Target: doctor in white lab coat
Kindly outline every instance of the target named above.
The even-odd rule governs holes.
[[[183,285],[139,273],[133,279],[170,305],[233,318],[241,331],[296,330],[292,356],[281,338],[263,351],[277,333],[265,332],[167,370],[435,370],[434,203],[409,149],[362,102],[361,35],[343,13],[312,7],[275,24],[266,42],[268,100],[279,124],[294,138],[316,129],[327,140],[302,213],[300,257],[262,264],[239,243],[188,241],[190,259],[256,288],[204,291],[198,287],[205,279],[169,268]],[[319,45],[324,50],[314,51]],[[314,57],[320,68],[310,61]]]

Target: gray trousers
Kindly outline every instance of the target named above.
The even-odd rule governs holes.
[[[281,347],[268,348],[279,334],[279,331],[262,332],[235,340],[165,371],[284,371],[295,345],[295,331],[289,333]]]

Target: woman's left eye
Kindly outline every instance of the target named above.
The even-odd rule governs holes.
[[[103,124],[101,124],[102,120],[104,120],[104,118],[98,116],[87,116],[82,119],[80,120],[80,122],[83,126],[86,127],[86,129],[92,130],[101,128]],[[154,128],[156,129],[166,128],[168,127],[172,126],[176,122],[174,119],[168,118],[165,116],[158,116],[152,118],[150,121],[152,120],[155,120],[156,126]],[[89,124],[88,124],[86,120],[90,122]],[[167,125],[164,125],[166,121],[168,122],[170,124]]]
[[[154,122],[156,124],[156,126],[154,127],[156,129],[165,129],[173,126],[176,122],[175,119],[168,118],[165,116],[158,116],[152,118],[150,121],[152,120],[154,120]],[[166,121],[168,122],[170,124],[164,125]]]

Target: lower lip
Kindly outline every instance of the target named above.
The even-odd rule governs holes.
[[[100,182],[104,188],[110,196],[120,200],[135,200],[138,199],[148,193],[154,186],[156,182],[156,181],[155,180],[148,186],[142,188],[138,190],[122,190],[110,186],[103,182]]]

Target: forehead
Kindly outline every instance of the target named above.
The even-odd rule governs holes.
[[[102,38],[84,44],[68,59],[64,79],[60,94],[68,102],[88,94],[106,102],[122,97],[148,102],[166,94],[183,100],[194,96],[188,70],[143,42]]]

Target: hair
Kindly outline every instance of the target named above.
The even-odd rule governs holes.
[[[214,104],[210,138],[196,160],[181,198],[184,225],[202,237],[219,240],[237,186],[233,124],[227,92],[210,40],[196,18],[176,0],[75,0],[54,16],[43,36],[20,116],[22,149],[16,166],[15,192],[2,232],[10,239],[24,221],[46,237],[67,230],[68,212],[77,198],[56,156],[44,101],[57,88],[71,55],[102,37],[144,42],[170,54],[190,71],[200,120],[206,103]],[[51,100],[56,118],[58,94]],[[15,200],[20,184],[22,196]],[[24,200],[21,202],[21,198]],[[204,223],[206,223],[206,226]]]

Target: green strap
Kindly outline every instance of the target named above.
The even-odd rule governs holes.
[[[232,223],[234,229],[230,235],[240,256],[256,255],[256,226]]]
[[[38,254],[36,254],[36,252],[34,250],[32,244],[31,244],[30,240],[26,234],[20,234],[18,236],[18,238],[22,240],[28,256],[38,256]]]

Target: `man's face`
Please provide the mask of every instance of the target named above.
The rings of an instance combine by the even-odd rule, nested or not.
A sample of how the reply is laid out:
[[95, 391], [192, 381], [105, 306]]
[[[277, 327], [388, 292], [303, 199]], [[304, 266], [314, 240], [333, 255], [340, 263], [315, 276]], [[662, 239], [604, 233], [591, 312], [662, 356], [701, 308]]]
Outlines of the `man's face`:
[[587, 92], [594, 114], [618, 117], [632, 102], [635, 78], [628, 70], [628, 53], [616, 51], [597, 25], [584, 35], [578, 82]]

(What is asked): Rewrite all of the material above, changing every "instance" to "occurrence" and leaving everything else as it is.

(Correct response):
Target: doctor in white lab coat
Kindly outline every occurrence of the target named above.
The even-odd rule governs holes.
[[[183,285],[139,273],[133,279],[170,305],[233,318],[241,331],[296,330],[292,356],[281,338],[263,351],[277,333],[265,332],[167,370],[435,370],[434,203],[409,149],[362,102],[361,35],[343,13],[312,7],[275,24],[266,42],[268,100],[279,124],[294,138],[316,129],[327,140],[302,213],[300,257],[262,264],[239,243],[188,241],[190,259],[256,288],[204,291],[198,287],[205,279],[169,268]],[[319,45],[324,50],[314,51]],[[314,57],[320,68],[310,61]]]

Target: gray trousers
Kindly outline every occurrence of the target named above.
The even-odd rule governs holes.
[[[281,347],[268,348],[279,334],[279,331],[262,332],[235,340],[165,371],[284,371],[295,345],[295,331],[289,333]]]

Target: woman's left eye
Kindly outline every occurrence of the target named above.
The even-odd rule governs holes.
[[[103,124],[101,124],[102,120],[104,120],[104,118],[98,116],[87,116],[82,119],[80,120],[80,122],[83,126],[86,127],[86,129],[92,130],[101,128]],[[154,128],[156,129],[166,128],[168,127],[172,126],[176,122],[174,119],[168,118],[165,116],[158,116],[152,118],[150,121],[152,120],[155,120],[156,126]],[[89,124],[88,124],[86,120],[90,122]],[[167,125],[164,125],[166,121],[168,122],[170,124]]]
[[[154,122],[156,124],[156,126],[154,127],[156,129],[165,129],[173,126],[176,122],[175,119],[168,118],[165,116],[158,116],[152,118],[150,121],[152,120],[154,120]],[[166,121],[168,122],[170,124],[164,125]]]

Target: lower lip
Kindly outline every occurrence of the target named above.
The even-odd rule governs holes.
[[[100,182],[104,188],[110,196],[120,200],[135,200],[138,199],[148,193],[154,186],[156,182],[156,181],[155,180],[148,186],[142,188],[138,190],[122,190],[110,186],[103,182]]]

Target: forehead
Kindly outline every occurrence of the target named above.
The even-odd rule governs holes.
[[[102,38],[84,44],[68,59],[64,79],[60,94],[68,102],[88,94],[106,102],[122,97],[148,102],[166,94],[183,100],[194,96],[188,70],[143,42]]]

Target: hair
Kindly outline every occurrence of the target named above.
The even-odd rule governs holes.
[[[214,104],[210,138],[196,160],[181,198],[184,225],[202,237],[219,240],[237,186],[233,124],[227,92],[210,40],[196,18],[176,0],[75,0],[54,16],[43,36],[20,116],[22,149],[16,166],[15,192],[2,232],[10,239],[24,221],[46,237],[67,230],[68,212],[77,198],[56,156],[44,101],[57,88],[71,55],[102,37],[144,42],[170,54],[190,71],[200,120],[206,103]],[[51,100],[56,118],[58,94]],[[15,200],[20,184],[22,196]],[[24,200],[21,202],[21,198]],[[204,223],[206,223],[206,226]]]

Target: green strap
Kindly outline every occurrence of the target named above.
The even-odd rule governs holes.
[[[232,223],[234,229],[230,235],[240,256],[256,255],[256,226]]]
[[[38,254],[36,254],[36,252],[34,250],[32,244],[31,244],[30,240],[26,234],[20,234],[18,236],[18,238],[22,240],[28,256],[38,256]]]

Target: `man's face`
Please provide the mask of every occurrence of the target named above.
The rings of an occurrence combine by the even-odd rule, nested or not.
A sample of how the reply is laid out:
[[95, 391], [192, 381], [105, 306]]
[[[277, 327], [388, 292], [303, 199]], [[304, 266], [314, 240], [333, 255], [340, 263], [315, 276]], [[662, 239], [604, 233], [591, 312], [662, 356], [701, 308]]]
Outlines of the `man's face`:
[[587, 92], [594, 114], [618, 117], [632, 102], [635, 78], [628, 70], [628, 53], [616, 51], [597, 25], [584, 35], [578, 82]]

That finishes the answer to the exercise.